Coordinate labeling data:
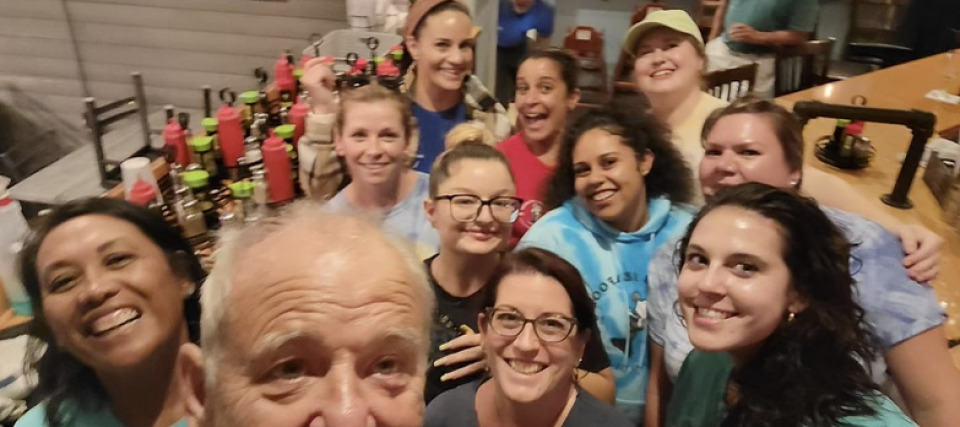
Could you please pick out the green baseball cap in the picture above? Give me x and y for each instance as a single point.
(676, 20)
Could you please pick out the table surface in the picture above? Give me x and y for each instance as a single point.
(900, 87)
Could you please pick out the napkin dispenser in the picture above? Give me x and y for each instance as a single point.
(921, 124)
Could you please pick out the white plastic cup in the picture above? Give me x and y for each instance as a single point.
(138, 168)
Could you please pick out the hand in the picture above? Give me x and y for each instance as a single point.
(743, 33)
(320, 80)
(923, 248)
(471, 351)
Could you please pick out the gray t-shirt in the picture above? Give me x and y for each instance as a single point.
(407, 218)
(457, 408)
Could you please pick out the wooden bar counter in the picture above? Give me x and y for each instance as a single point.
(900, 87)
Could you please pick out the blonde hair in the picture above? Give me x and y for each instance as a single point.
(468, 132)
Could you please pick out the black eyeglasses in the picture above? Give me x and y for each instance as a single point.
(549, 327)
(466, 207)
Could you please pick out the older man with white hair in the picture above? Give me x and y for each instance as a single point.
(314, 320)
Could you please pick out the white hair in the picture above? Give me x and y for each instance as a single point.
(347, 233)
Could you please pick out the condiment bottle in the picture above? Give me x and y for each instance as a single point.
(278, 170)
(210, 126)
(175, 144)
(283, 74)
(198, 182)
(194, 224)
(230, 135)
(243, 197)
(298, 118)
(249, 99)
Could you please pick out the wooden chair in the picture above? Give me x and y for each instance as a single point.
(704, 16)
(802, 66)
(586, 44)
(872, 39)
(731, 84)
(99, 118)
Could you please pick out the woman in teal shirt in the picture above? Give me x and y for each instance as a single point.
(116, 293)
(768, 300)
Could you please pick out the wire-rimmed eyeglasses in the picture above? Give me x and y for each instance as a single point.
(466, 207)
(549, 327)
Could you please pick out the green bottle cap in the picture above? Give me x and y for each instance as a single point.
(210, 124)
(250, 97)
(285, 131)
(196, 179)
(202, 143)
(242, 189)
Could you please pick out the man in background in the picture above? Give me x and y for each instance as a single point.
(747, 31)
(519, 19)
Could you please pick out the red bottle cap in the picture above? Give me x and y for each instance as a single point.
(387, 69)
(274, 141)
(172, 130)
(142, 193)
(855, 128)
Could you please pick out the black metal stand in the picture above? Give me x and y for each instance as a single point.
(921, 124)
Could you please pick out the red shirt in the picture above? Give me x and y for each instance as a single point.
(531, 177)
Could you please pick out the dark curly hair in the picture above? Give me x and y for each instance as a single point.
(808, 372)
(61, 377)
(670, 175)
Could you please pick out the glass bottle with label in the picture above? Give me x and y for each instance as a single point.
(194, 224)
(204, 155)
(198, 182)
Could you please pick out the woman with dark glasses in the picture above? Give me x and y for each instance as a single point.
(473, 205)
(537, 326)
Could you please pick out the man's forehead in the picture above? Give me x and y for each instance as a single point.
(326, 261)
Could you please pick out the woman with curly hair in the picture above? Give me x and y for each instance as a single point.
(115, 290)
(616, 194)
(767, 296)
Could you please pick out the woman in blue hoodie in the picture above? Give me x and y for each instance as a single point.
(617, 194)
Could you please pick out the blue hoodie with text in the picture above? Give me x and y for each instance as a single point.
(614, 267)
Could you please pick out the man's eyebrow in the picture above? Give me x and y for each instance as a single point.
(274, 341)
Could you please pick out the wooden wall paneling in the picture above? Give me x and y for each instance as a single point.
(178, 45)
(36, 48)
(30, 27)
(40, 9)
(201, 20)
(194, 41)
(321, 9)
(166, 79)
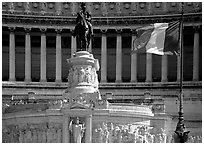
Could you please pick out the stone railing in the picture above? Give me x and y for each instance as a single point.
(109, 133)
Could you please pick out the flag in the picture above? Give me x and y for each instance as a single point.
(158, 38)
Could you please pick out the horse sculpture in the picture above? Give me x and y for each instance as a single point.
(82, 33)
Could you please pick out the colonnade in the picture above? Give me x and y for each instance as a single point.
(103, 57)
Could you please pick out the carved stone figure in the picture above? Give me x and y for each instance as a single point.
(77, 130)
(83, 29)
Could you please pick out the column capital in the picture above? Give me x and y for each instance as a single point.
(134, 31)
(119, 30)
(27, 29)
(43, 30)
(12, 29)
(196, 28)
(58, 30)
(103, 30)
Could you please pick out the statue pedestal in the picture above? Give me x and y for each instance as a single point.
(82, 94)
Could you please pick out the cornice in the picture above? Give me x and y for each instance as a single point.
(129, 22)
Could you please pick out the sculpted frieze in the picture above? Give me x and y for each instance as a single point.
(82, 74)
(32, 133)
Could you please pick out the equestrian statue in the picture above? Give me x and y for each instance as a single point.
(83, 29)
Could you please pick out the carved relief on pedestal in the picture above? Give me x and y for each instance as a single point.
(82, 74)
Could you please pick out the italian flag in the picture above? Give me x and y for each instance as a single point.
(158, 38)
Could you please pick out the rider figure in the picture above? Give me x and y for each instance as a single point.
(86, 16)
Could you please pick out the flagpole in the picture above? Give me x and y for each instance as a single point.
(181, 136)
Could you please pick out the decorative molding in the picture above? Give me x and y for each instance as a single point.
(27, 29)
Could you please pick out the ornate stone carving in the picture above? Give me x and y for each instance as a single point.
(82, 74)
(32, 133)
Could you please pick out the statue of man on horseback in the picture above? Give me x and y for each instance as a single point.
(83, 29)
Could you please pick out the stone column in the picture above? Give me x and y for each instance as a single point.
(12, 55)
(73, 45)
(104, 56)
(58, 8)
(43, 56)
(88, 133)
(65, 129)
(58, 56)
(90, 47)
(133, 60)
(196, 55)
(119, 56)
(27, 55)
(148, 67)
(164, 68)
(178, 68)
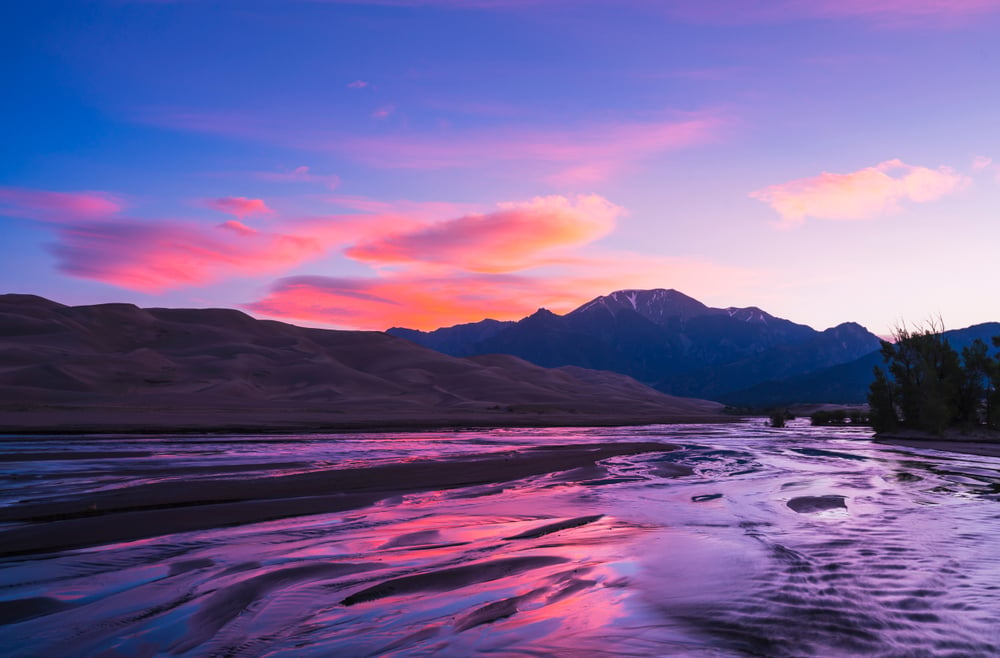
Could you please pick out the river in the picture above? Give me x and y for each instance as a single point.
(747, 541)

*TASK INSTRUCTIONS*
Rewrite every one of the items with "as a single point" replaced by "as one point" and nothing else changed. Leave the pictures out.

*ANSWER FOR THIS EXERCISE*
Could you please pick out the green baseball cap in the picture above? Give me x and y for each instance as one point.
(676, 20)
Could you please pick out the table surface in the picture above? Give me x and y for each instance as one point.
(900, 87)
Could you please pick out the napkin dispenser in the picture above? Give me x and y for each instance as one point.
(921, 124)
Could you please pick out the white plastic cup in the picture above? Give me x and y for each instance as one point.
(138, 168)
Could you please pick out the hand in the picture above? Give me x and y for each instance as one point.
(743, 33)
(320, 80)
(923, 248)
(471, 351)
Could you please pick out the gray t-shirt in the picture above? Give me x and y for each instance as one point.
(407, 218)
(457, 408)
Could you please pick out the wooden bar counter in the picture above? Give me x and y for each instance as one point.
(900, 87)
Could you please pick out the blonde hair in the picture above? Give me x and y for each instance as one point.
(468, 132)
Could you please pick out the black eyeglasses in the picture above? Give me x and y for each instance as one point.
(549, 327)
(466, 207)
Could you please pick out the older man with white hair in the picture above? Give me x and y for each instance as one point.
(314, 320)
Could you please pick out the white hair in the picture above? Give me x and y for each instance as one point.
(347, 233)
Could you please pick out the condiment bottle in the picture above? Give me x and y for each instance as one point.
(278, 170)
(210, 126)
(175, 144)
(283, 74)
(198, 182)
(194, 224)
(230, 135)
(243, 197)
(298, 118)
(249, 99)
Could you please pick out the wooden chair in the picture above? Give me x and y for each instance as one point.
(704, 16)
(802, 66)
(586, 44)
(872, 39)
(731, 84)
(99, 118)
Could you please pick out the woman in teal shirt in the picture above? Give me x and y for each instance as one point.
(116, 293)
(768, 300)
Could you please pick out the wire-rimmed eyeglasses in the picture above? Give me x and y for each instance as one point.
(466, 207)
(549, 327)
Could you please pick out the green bottle cap in the picture above? Give me x and y for each instance as one point.
(210, 124)
(250, 97)
(285, 131)
(196, 179)
(202, 143)
(242, 189)
Could you please pick out the man in background in the picture above? Give me x and y for each instance as one point.
(747, 31)
(519, 19)
Could you please pick out the red bottle cap in the picture above? Give me x and y for each instance as one point.
(387, 69)
(274, 141)
(172, 130)
(142, 193)
(855, 128)
Could you please pick out the black metal stand in the picture above? Give me x and y for each instance as one point.
(921, 124)
Could you please pick out the red shirt in the picture above? Give me x and y for each instance as one point.
(531, 177)
Could you please pick out the dark curly hair in the picture above? Give me x and y for each instance as one point.
(808, 372)
(61, 377)
(670, 175)
Could you please pick out the glass bottle with label in the picture above? Give me x and y for each instance as one point.
(194, 224)
(204, 155)
(198, 182)
Could you please pick out the woman with dark glasses in the picture above? Give me x and y for each instance as one point.
(473, 205)
(537, 326)
Could you please pick out the man's forehead in the picture above? Give me x and y for each instance as one point.
(326, 261)
Could you please pick out the woman with curly hair in the picture above? Give me x and y for each instance as one point.
(115, 290)
(616, 194)
(767, 296)
Could you please pick out the woman in blue hoodie in the picture above? Give me x and y for each instance as one point.
(617, 194)
Could you please pick out the blue hoodie with text in the picture above? Give me x and y for each instance as one point.
(614, 267)
Could you please pick out the man's eyebrow in the picture above? Give me x and y for each instance as one point.
(274, 341)
Could you please pick out the wooden wall paneling in the picture above? Give me x and y for each instance as one point.
(178, 45)
(36, 48)
(30, 27)
(40, 9)
(201, 20)
(194, 41)
(321, 9)
(166, 79)
Could you please pick out the stone railing in the picture above? Give me x and y for each instance as one point.
(109, 133)
Could you please pick out the flag in the picture above? Give me x and y for each instance as one point.
(158, 38)
Could you please pick out the horse sculpture in the picture above? Give me x and y for each instance as one point.
(82, 33)
Could you please pick out the colonnade in the picture above? Give me x and y for each instance as one point.
(103, 57)
Could you please pick out the carved stone figure in the picture above? Give me x and y for each instance as one point.
(77, 130)
(83, 29)
Could you please pick out the column capital in the picture above? Give me x and y for each instance as one point.
(134, 31)
(119, 30)
(27, 29)
(43, 30)
(12, 29)
(196, 28)
(58, 30)
(103, 30)
Could you please pick out the statue pedestal in the picture above? Give me x and y for each instance as one point.
(82, 94)
Could you please pick out the cornice in the picture above? Give me x and y for each instance as one point.
(129, 22)
Could you please pick out the sculpted frieze in the picture above? Give me x and y for each instance as one point.
(82, 74)
(32, 133)
Could you please pick out the equestrian statue in the picture above? Give me x and y for each instance as one point.
(83, 29)
Could you please pick out the carved relief on pedestal in the picture above? Give me x and y for each instance as one point.
(82, 74)
Could you please pick out the italian flag in the picture above? Give me x and y for each instance as one point.
(158, 38)
Could you please pick out the rider figure in the picture above? Give me x and y for each instance as one point.
(86, 16)
Could you please pick out the flagpole in the picture above? Give me x and y for each instance as one point.
(181, 136)
Could you please pick out the decorative molding in the picture above? Give me x and y for each instance as one point.
(27, 29)
Could you please pick out the ornate stone carving in the picture above? Give me x and y for each instance as one point.
(82, 74)
(32, 133)
Could you please pick out the statue of man on horseback in the picture above? Give me x and y for each instance as one point.
(83, 29)
Could you please pick out the stone column in the picture above? Give me x and y for each instance as one point.
(12, 55)
(73, 45)
(104, 56)
(58, 8)
(43, 56)
(88, 133)
(65, 129)
(58, 56)
(90, 47)
(133, 60)
(196, 55)
(119, 56)
(27, 55)
(148, 67)
(164, 68)
(178, 68)
Could you please pick out the river in the picture above? Give me x and y for each instance as one point.
(747, 541)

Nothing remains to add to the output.